■ DATA FOR THIS EXERCISE:
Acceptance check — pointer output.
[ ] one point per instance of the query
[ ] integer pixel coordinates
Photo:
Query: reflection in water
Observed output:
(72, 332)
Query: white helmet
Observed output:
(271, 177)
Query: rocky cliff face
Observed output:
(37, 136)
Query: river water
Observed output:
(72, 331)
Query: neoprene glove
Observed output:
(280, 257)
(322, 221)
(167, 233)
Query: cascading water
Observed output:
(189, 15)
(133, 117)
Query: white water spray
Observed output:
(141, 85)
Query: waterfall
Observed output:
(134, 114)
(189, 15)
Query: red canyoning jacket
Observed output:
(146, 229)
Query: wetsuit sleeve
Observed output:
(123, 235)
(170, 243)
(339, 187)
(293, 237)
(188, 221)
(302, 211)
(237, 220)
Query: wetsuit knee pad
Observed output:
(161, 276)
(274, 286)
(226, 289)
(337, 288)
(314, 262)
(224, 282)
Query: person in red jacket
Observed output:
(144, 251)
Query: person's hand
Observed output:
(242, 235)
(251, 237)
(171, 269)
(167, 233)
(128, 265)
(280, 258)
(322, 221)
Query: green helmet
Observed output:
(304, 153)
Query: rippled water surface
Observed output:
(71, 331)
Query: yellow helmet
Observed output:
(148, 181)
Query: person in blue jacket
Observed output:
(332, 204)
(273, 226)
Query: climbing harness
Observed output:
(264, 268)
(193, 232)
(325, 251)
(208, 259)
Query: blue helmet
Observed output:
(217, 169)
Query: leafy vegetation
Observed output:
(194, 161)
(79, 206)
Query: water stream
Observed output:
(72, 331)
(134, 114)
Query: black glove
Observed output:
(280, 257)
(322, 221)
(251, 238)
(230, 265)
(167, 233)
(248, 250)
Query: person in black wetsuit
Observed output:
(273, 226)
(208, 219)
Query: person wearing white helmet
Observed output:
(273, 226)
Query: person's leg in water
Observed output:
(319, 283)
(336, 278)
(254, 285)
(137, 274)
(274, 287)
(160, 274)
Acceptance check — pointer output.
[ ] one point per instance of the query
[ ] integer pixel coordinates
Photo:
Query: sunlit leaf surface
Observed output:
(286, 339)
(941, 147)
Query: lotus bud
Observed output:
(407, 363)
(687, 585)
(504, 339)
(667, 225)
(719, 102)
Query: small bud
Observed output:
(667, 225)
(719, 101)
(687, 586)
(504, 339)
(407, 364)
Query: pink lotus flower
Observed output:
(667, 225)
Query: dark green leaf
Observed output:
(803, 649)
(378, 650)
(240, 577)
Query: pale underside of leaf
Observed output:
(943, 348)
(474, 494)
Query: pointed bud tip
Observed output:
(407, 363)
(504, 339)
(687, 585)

■ WHAT THE TASK ASKS:
Set down all of the records shown above once more, exactly.

■ COMPLETED EXERCISE:
Acceptance check — pointer output.
[ ] one point per instance of the query
[ ] integer pixel coordinates
Photo:
Query: reflection in water
Observed output:
(72, 332)
Query: white helmet
Observed output:
(271, 177)
Query: rocky cliff face
Observed output:
(37, 136)
Query: river water
Observed output:
(72, 331)
Query: neoprene glove
Observed output:
(280, 257)
(322, 221)
(167, 233)
Query: cascading water
Observed output:
(189, 15)
(133, 117)
Query: white water spray
Observed output:
(141, 85)
Query: waterfall
Observed output:
(134, 114)
(189, 15)
Query: red canyoning jacket
Observed output:
(146, 229)
Query: wetsuit sleeve
Observed output:
(123, 235)
(170, 243)
(339, 187)
(293, 237)
(188, 221)
(302, 211)
(237, 220)
Query: wetsuit knee pad
Observed output:
(161, 276)
(274, 286)
(226, 289)
(337, 288)
(314, 262)
(224, 282)
Query: person in red jacket
Observed output:
(144, 251)
Query: person's hand
Observed output:
(242, 235)
(251, 237)
(171, 269)
(167, 233)
(128, 265)
(280, 258)
(322, 221)
Query: green helmet
Observed output:
(304, 153)
Query: rippled water surface
Observed output:
(71, 331)
Query: yellow helmet
Observed output:
(148, 181)
Query: person in blue jacket
Observed output:
(332, 204)
(273, 226)
Query: climbing harness
Observed output:
(264, 268)
(193, 232)
(325, 251)
(208, 259)
Query: blue helmet
Observed output:
(217, 169)
Query: leafy vegetation
Observed output:
(194, 161)
(79, 206)
Query: water stream
Observed output:
(72, 331)
(134, 114)
Query: black glove
Observed output:
(280, 257)
(322, 221)
(251, 238)
(230, 265)
(167, 233)
(248, 250)
Query: person in black wetsuit
Observed output:
(273, 226)
(208, 219)
Query: person wearing white helmet
Observed output:
(273, 226)
Query: person's leg in water
Observed output:
(319, 283)
(336, 278)
(254, 285)
(137, 274)
(274, 287)
(160, 274)
Acceptance check — pointer output.
[ ] one point per instance of the query
[ ] integer pixel coordinates
Photo:
Query: sunlit leaf surface
Observed output:
(286, 339)
(941, 147)
Query: lotus bud
Observed output:
(407, 363)
(687, 585)
(504, 339)
(667, 225)
(719, 102)
Query: small bud
Observed output:
(667, 225)
(719, 101)
(687, 586)
(504, 339)
(407, 364)
Query: pink lotus flower
Observed output:
(667, 225)
Query: dark green leaf
Observed output:
(803, 649)
(378, 650)
(240, 577)
Query: pale underside of leaf
Observed output:
(943, 348)
(474, 494)
Query: pointed bud tip
Observed output:
(407, 363)
(504, 339)
(687, 585)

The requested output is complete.